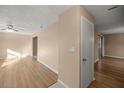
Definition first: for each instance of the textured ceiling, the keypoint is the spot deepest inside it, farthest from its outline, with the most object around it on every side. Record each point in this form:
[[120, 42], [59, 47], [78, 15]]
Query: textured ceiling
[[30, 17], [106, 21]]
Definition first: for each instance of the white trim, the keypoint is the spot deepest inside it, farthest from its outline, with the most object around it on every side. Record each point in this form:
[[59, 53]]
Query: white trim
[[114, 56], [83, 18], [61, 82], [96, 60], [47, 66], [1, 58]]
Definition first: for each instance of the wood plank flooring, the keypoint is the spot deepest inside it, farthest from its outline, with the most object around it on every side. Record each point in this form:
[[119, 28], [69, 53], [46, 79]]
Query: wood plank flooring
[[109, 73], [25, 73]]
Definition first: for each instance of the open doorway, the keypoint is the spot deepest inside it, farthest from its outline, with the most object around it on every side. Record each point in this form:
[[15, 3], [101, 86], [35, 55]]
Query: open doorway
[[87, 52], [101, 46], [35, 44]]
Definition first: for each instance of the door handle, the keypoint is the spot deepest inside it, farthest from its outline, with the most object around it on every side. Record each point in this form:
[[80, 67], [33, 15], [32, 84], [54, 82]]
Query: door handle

==

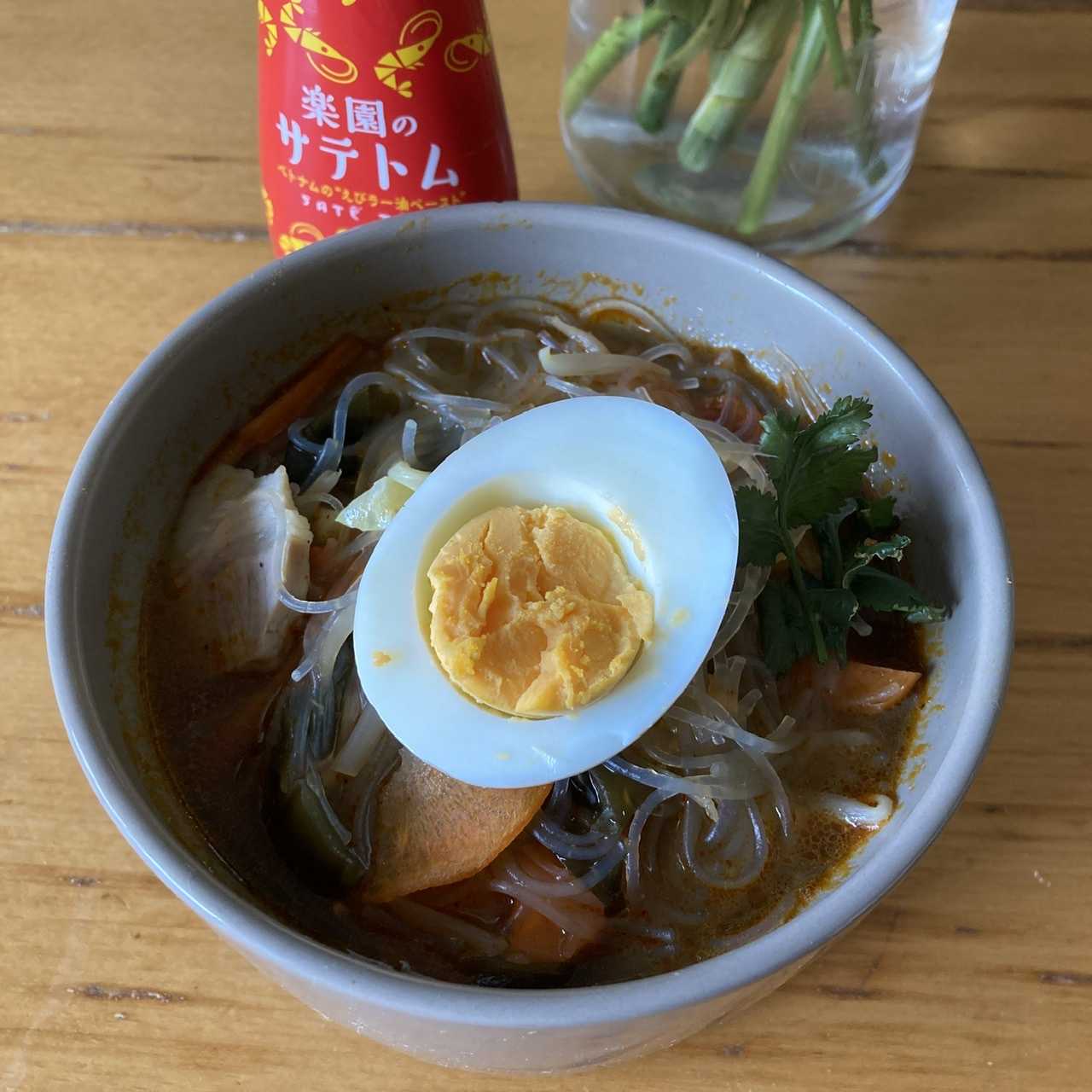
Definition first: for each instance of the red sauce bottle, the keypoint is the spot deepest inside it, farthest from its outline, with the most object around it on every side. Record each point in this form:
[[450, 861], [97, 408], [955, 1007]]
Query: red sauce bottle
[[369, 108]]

Stated exercise
Rewrite the records starting with the line with "Definition first: for each instance of the textured" and going on through the line with "66], [1, 58]]", changing "white trim" to "baseboard molding" and keeping everything else the same. Return only those lines.

Exercise solution
Definition first: for each instance of the textured ceiling, the keypoint is the spot deepest inside it, farthest from its outline, with the most object around it on every side. Record each point in this form:
[[120, 42], [59, 47], [78, 15]]
Query: textured ceiling
[[30, 17], [106, 21]]
Definition first: for each instance of the baseboard molding, the keypoint is the spot deepest inside it, farthest from its outline, with the most object around it on every side. Record each point in this form:
[[59, 53]]
Query: baseboard molding
[[114, 56], [83, 18], [61, 82], [96, 60], [47, 66], [1, 58]]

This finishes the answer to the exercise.